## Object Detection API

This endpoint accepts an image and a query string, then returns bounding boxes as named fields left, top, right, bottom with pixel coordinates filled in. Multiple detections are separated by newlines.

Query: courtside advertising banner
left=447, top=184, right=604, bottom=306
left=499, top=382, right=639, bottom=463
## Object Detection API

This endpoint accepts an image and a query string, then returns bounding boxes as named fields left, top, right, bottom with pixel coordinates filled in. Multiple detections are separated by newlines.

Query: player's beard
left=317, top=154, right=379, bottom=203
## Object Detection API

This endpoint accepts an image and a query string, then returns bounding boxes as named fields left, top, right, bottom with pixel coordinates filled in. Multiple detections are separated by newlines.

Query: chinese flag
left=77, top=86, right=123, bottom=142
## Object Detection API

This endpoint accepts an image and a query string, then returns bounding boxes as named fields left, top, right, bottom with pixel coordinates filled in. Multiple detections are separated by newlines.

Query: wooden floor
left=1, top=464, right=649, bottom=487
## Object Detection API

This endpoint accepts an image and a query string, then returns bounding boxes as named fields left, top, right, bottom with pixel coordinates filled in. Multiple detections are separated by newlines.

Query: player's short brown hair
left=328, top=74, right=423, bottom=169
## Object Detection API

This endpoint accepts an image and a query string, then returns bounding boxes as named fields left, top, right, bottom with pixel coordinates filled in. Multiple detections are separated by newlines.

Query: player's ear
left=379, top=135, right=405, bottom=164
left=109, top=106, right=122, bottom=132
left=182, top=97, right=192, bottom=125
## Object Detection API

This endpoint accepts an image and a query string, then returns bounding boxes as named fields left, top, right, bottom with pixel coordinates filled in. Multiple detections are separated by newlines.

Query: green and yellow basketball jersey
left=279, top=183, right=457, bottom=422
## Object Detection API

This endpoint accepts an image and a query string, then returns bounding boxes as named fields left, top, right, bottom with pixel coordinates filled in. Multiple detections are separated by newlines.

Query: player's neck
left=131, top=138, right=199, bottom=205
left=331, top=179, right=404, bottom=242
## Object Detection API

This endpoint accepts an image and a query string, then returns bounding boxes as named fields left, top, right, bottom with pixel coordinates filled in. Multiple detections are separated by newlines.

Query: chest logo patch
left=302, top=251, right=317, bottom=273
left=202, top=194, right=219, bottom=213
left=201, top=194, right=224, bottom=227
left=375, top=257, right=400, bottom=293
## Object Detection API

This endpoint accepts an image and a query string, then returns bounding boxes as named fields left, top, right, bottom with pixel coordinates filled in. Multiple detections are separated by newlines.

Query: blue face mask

□ □ □ □ □

From the first line to the last, transcribe the records exactly.

WRITTEN REPLY.
## Object Detection API

This endpoint accepts an image and a query string, then returns bounding boxes as named fields left, top, right, bottom with pixel coordinates filled in. Multiple detections are separated by newlines.

Query: courtside advertising banner
left=447, top=184, right=604, bottom=306
left=499, top=382, right=639, bottom=463
## Object Detection API

This endpoint accepts an image and a query string, then returns bounding boxes as named fields left, top, right, bottom with pixel coordinates filled in. Multiple detections are separated by newlines.

Query: player's beard
left=317, top=154, right=379, bottom=203
## Object Detection API

This endpoint accepts an image and a query string, then returns bounding boxes as named fields left, top, right, bottom with pixel coordinates filled in. Multiple detections are separated by newlines.

Query: chinese flag
left=77, top=86, right=123, bottom=142
## Object Detection API

This endpoint accepts an image and a query string, then returns bounding boxes as named fields left, top, right, bottom with pixel coordinates filled in. Multiple detections are separated by newlines.

Query: wooden floor
left=1, top=464, right=649, bottom=487
## Object Detection API

This endpoint accepts an image and a query string, then returns bounding boxes as named fields left, top, right, bottom with pixel coordinates filled in. Multiple detections are separated by newlines.

Query: player's short brown hair
left=328, top=74, right=423, bottom=169
## Object Detection API

This endpoint accepts an image and a query string, then returns bounding boxes as named fields left, top, right, bottom with pixel coordinates filled in. Multiple detections are separated by newlines.

Query: player's ear
left=379, top=135, right=405, bottom=164
left=109, top=106, right=122, bottom=132
left=182, top=97, right=192, bottom=125
## Object Detection API

This endpoint accepts an image and a query string, then returns bounding boxes as named fields left, top, right, bottom with pixel coordinates filled in. Multiple detections are separated by newlines.

Query: green and yellow basketball jersey
left=279, top=183, right=457, bottom=422
## Object Detection API

This endpoint accepts an image and a query string, then returns bounding boxes as named fields left, top, right, bottom with pixel coordinates filled in. Multiple detections are separated by newlines.

Query: player's neck
left=131, top=138, right=199, bottom=205
left=331, top=179, right=404, bottom=242
## Object Detection API

This endpoint accepts an image and a query string, then returns bounding boxes as named fields left, top, right, bottom with pixel coordinates filled in. Multiple detections are separated by newlines.

Query: chest logo patch
left=302, top=251, right=317, bottom=273
left=202, top=194, right=219, bottom=213
left=201, top=194, right=224, bottom=227
left=375, top=257, right=400, bottom=293
## Object Detection API

This endpoint accepts an image and a query string, then returns bounding boxes as named fields left, top, right, bottom with pixel coordinates filled in. Multiple detections are separated by newlines.

Query: blue face mask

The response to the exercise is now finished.